── Available data ──

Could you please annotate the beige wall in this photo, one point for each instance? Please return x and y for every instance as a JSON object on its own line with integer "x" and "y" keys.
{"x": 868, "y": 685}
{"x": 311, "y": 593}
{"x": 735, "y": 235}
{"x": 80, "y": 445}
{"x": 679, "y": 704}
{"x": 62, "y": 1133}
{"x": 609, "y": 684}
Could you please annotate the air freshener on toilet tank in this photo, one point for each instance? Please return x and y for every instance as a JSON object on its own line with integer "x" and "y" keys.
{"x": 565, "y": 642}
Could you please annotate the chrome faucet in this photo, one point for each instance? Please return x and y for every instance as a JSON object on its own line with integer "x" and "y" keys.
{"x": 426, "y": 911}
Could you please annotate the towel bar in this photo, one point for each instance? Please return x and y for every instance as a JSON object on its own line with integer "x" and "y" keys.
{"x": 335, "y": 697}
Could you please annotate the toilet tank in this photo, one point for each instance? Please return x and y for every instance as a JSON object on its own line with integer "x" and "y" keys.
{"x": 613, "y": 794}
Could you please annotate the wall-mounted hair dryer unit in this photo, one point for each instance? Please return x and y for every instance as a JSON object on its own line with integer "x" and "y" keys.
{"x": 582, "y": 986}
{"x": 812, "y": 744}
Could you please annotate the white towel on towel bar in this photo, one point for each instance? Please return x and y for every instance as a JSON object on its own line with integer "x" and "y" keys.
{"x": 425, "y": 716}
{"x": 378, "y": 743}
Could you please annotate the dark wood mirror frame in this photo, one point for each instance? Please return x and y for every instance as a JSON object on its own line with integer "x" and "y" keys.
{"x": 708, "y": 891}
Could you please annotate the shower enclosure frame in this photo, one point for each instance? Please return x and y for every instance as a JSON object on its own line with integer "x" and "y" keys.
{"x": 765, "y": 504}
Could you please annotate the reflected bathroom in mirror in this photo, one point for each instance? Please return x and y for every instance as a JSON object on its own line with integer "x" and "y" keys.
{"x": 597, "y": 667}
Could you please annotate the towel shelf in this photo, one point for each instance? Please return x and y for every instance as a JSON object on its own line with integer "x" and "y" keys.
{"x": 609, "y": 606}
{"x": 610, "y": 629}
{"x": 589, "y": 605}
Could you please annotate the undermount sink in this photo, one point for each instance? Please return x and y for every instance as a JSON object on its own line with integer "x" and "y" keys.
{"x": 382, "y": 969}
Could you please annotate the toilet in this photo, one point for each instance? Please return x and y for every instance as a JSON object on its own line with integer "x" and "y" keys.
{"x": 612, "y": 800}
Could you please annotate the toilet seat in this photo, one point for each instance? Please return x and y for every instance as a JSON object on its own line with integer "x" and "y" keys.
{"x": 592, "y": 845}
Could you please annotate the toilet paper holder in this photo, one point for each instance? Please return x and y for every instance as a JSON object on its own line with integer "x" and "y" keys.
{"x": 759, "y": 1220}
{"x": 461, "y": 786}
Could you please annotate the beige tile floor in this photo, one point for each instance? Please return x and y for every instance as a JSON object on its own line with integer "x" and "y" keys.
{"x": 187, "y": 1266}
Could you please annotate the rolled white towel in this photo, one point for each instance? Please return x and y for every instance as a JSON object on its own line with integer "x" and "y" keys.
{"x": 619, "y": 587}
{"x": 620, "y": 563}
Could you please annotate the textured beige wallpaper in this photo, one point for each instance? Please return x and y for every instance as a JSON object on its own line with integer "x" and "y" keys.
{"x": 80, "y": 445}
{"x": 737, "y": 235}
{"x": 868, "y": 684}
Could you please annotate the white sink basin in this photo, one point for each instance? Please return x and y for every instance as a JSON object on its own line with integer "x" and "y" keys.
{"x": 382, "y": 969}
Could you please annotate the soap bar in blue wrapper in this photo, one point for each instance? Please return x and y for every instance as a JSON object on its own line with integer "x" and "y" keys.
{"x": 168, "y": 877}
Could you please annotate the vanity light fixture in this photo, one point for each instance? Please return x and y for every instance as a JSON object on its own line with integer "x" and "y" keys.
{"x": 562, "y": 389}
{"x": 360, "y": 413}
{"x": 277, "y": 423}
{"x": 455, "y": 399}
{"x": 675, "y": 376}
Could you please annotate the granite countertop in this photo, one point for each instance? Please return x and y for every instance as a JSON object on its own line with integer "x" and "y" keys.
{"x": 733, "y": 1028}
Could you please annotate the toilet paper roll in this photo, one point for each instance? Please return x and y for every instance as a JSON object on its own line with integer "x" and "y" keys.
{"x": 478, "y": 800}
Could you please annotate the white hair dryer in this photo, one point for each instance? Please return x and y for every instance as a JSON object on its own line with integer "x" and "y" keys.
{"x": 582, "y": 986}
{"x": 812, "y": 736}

───

Give back the line containing "Could you please annotate the white hair" and all the lines after it through the end of the records, unchanged.

## Output below:
Could you please annotate the white hair dryer in this photo, one point for each instance? Please return x and y for every instance as a JSON object on its own line with integer "x" and "y" keys.
{"x": 582, "y": 986}
{"x": 812, "y": 736}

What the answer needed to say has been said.